**Indicación:** Prosiga el texto sobre Lampedusa y El Gatopardo a partir de su última oración.

Visconti. Cena en El Gatopardo
Lampedusa escribió una
de las mejores novelas del siglo XX -la única que salió de su pluma- cuando ya
se acercaba a los 60. No fue un escritor profesional, pero era, sin duda, un
hombre culto, familiarizado con la literatura de varias lenguas, aficionado a
la historia y con un gusto especial por las crónicas y las memorias. Su novela
es el resultado de una larga experiencia, de una vida de lecturas y, sobre
todo, de una visión ilustrada de la Sicilia que se iba.
El autor llegó a conocer
el rechazo de editoriales importantes, pero no el clamoroso éxito que el libro
tendría cuando Giorgio Bassani, lector de Feltrinelli, hizo posible su edición
en 1958, pues el príncipe falleció un año antes. Triste sí, en especial para
quienes firmaron las cartas de devolución del manuscrito. Creo que Elio
Vittorini fue uno de ellos. Dios me perdone, si no.

**Filas proporcionadas:**
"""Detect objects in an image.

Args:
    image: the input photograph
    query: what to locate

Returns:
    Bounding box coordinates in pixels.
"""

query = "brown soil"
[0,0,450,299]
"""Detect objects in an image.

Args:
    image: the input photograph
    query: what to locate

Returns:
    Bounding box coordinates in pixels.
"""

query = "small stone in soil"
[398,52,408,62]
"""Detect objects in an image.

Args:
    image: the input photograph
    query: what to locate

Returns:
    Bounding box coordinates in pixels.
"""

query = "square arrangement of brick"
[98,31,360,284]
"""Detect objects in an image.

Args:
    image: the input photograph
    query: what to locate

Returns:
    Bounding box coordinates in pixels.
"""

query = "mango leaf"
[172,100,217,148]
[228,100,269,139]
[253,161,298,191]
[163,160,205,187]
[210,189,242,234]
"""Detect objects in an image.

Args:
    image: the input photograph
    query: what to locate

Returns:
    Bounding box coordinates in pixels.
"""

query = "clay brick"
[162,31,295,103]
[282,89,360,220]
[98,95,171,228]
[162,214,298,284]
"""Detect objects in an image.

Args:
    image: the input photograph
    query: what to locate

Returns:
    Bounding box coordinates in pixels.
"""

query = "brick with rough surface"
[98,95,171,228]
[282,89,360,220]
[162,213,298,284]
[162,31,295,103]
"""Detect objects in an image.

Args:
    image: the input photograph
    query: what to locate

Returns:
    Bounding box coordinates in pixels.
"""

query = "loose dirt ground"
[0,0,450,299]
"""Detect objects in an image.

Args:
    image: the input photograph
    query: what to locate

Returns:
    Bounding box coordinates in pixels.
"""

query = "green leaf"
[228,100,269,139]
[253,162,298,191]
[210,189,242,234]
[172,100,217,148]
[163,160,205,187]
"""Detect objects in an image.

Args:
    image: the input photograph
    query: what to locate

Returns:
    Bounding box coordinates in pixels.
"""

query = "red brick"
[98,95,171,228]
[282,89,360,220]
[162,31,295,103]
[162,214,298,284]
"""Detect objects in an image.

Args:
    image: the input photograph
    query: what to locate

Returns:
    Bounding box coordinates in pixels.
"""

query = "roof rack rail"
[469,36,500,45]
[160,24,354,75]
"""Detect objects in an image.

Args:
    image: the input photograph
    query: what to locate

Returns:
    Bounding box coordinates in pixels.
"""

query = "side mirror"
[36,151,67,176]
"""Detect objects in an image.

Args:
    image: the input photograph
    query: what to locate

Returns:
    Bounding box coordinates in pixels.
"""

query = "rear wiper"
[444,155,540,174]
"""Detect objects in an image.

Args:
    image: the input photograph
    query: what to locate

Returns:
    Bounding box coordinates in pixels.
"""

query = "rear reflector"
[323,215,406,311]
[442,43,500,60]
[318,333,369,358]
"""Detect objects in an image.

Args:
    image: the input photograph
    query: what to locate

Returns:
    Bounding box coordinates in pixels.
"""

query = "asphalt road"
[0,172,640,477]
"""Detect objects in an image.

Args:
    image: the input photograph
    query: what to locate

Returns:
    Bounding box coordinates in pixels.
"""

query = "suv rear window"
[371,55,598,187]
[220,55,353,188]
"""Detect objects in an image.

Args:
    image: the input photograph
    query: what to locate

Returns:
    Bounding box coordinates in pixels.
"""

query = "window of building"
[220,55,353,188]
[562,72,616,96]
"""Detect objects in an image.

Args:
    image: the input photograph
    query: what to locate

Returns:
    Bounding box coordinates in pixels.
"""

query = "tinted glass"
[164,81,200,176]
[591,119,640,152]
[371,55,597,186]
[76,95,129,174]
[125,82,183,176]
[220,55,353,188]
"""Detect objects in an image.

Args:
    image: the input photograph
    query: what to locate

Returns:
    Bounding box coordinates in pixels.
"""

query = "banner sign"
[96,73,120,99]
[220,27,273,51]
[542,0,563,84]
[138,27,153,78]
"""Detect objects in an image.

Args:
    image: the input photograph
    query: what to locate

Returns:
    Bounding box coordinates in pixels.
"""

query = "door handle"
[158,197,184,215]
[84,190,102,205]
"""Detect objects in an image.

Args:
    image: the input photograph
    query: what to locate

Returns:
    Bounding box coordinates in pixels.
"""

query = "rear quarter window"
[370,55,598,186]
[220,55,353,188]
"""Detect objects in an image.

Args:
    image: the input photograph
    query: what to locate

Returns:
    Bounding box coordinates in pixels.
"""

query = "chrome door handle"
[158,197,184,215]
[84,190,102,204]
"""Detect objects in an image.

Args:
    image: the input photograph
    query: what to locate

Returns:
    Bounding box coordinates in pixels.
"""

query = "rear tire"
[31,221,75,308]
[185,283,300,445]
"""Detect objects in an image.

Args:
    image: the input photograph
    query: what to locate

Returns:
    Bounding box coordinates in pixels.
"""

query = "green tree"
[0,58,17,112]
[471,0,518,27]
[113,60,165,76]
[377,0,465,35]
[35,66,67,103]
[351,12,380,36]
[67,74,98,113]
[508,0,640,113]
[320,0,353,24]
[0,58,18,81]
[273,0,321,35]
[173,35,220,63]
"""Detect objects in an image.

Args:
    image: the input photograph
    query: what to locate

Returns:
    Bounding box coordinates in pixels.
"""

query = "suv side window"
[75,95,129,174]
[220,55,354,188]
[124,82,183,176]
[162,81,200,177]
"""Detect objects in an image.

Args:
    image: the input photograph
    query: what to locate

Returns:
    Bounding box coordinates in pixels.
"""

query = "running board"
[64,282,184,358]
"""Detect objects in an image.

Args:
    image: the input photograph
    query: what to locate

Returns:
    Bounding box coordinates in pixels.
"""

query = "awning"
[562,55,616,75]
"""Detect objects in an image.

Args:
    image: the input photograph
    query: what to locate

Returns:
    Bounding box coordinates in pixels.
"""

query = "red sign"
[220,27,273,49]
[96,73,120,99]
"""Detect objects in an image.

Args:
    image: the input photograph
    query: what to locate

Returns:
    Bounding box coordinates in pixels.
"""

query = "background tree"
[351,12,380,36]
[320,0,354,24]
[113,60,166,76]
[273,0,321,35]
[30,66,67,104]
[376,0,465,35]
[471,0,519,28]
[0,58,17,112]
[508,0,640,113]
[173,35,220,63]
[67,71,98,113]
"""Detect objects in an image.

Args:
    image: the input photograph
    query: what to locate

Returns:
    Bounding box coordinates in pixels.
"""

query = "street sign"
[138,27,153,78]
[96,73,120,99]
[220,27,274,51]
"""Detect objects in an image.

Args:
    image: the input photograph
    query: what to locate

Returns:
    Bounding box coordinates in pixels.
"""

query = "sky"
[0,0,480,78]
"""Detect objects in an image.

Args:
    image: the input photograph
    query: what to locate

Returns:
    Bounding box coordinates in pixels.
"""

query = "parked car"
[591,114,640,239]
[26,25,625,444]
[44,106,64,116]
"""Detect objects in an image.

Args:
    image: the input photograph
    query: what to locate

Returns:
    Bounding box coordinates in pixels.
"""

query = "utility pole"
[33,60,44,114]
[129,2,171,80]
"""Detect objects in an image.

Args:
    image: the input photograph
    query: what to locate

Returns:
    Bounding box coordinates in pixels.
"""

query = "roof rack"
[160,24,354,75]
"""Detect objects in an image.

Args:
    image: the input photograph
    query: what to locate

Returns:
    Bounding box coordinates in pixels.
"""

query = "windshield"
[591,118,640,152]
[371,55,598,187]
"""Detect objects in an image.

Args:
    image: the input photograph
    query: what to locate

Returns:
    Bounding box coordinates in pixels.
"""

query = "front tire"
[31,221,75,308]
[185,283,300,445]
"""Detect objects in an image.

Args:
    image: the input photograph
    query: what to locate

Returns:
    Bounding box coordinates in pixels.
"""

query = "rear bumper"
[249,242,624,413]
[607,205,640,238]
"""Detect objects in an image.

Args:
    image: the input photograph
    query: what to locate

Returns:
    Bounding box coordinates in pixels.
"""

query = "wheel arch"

**Respuesta del ejercicio:**
Sin dilación alguna,
El Gatopardo se convirtió en un clásico. En el 63 Visconti lo llevó
a la pantalla y llovieron las traducciones. Agradó a unos (los más) e incordió
a otros. Ernesto Ruffini, Cardenal palermitano, llegó a afirmar que la novela
de Lampedusa era una de las tres razones por las cuales Sicilia debía sentirse
deshonrada. Las otras dos eran la Mafia y Danilo Dolci. Que Visconti la llevara
al cine fue un verdadero escándalo para este purpurado, porque -según él- así
se robustecía el escarnio.
Apartando los enojos
locales, El Gatopardo fue encumbrándose como una novela que para
muchos es un ejemplo magistral del arte narrativo. Lírica y aguda, elegante y
clara, esta joya de Lampedusa lleva ya 55 años de esplendor.
Hay quienes ven
incrementada su admiración cada vez que vuelven a sus páginas. Me incluyo en
ese grupo. Hoy la abrí y fui directamente a la cena del capítulo segundo,
porque El Gatopardo también es un pretexto de la gula.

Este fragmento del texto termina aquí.